• [Objective] Print the records below verbatim, omitting the pictures.

____________________

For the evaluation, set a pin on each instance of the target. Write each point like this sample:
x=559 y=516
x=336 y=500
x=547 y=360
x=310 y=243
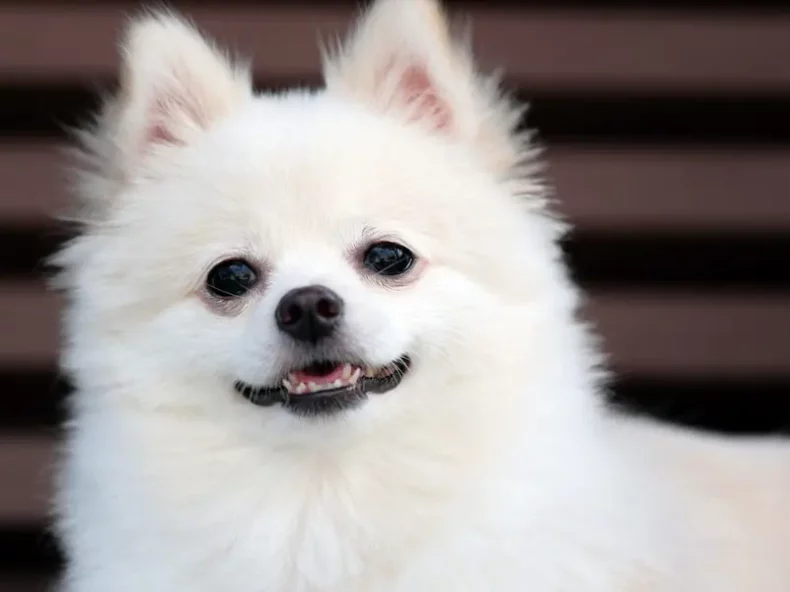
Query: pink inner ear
x=417 y=92
x=165 y=113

____________________

• [Answer for the task]
For the evaluation, set a pin on each instance of the target. Write each point like this sample:
x=559 y=516
x=336 y=500
x=547 y=360
x=310 y=243
Query: pink inner ear
x=417 y=92
x=165 y=113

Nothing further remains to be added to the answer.